> _Your objective_
Recast every line of the records below as a numbered list, skipping blank lines. Leave the pictures out of your answer.

> _Exercise material_
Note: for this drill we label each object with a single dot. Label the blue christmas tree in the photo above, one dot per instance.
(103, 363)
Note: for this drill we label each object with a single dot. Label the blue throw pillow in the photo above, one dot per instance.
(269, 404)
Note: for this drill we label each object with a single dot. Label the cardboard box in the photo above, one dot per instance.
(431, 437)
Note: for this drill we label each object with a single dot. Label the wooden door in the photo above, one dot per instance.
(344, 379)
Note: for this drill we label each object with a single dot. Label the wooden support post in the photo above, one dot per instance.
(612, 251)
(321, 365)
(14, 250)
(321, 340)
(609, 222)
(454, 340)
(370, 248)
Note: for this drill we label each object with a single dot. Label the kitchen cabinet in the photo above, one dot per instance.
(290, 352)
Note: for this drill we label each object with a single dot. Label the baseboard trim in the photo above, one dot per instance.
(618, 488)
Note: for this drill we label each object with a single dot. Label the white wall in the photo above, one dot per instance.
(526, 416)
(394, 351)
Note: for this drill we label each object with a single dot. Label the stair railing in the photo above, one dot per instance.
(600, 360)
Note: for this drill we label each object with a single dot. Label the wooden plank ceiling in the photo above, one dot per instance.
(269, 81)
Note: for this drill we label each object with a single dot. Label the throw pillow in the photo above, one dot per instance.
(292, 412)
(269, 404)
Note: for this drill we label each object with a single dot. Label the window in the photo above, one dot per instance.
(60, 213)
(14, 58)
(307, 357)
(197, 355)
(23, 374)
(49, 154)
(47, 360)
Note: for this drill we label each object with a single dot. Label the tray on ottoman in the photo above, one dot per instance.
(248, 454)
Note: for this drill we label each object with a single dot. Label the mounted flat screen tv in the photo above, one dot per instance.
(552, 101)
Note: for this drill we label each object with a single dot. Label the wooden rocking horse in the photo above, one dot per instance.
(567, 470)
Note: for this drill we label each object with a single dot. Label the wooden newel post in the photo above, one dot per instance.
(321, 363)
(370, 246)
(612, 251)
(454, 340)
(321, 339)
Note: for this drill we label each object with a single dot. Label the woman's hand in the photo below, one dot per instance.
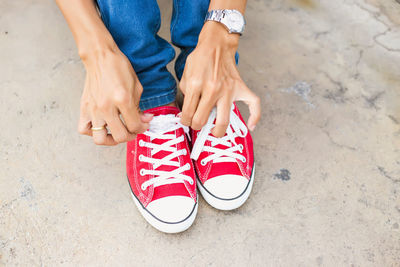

> _Solved exercise_
1. Note: for this drill we label each object with a single dot. Label the blue christmas tree in the photo above, one dot per instance.
2. (103, 363)
3. Note: for this drill we label each object with a single dot. Label the blue throw pillow in the photo above, one dot per instance.
4. (269, 404)
5. Note: for this drill we label each object with a single dot. Label the cardboard box in the photo above, one dot per instance.
6. (431, 437)
7. Note: for this drill we label each object with a single dot. Label the wooden door in the photo above, one dot per instance.
8. (344, 379)
9. Note: for this drill we label each object with a single dot. Label the wooden support post in the photo above, one dot per instance.
10. (612, 251)
11. (321, 365)
12. (14, 250)
13. (321, 340)
14. (609, 222)
15. (454, 340)
16. (370, 248)
17. Note: for this drill we label each object with a single dot. Label the kitchen cabinet in the photo above, one dot per instance.
18. (290, 352)
19. Note: for this drill we label each object with a single dot. Label the baseboard trim in the photo above, one dot per instance.
20. (618, 488)
21. Note: for this drill we label each object with a single dot. Label the white wall in the photo above, one dot per instance.
22. (526, 416)
23. (394, 351)
24. Note: for this drill we label each object with a single dot. Label the stair railing in the photo above, one dot per instance.
25. (600, 360)
26. Note: for this drill we label each object with a single dot. Label the wooden plank ceiling in the photo above, one dot per instance.
27. (269, 81)
28. Note: for this drill we label each object with a single dot. Label the throw pillow in the photo above, one dot per instance.
29. (292, 412)
30. (269, 404)
31. Note: for this drill we label each object with a single dot. Label the window in the photo above, one dot per instance.
32. (60, 213)
33. (14, 58)
34. (307, 357)
35. (197, 355)
36. (23, 374)
37. (49, 154)
38. (47, 360)
39. Note: for this drill we label each object with a single dot. Label the tray on ottoman in the photo above, one dot per instance.
40. (248, 454)
41. Note: for this drill we label each object with a single dot. Label the mounted flat screen tv in the photo above, one dot per instance.
42. (552, 101)
43. Note: for this drill we label each object with a single dot. Label the wooden rocking horse in the photo above, one dot per instance.
44. (567, 470)
45. Note: for this drill we label each object with a single dot. Label the wooden newel post in the photo above, one dot per instance.
46. (321, 363)
47. (370, 246)
48. (612, 251)
49. (454, 340)
50. (321, 339)
51. Note: for this drill we label each object with a single dot. Label the woman's hand in the photo below, one dot per instance.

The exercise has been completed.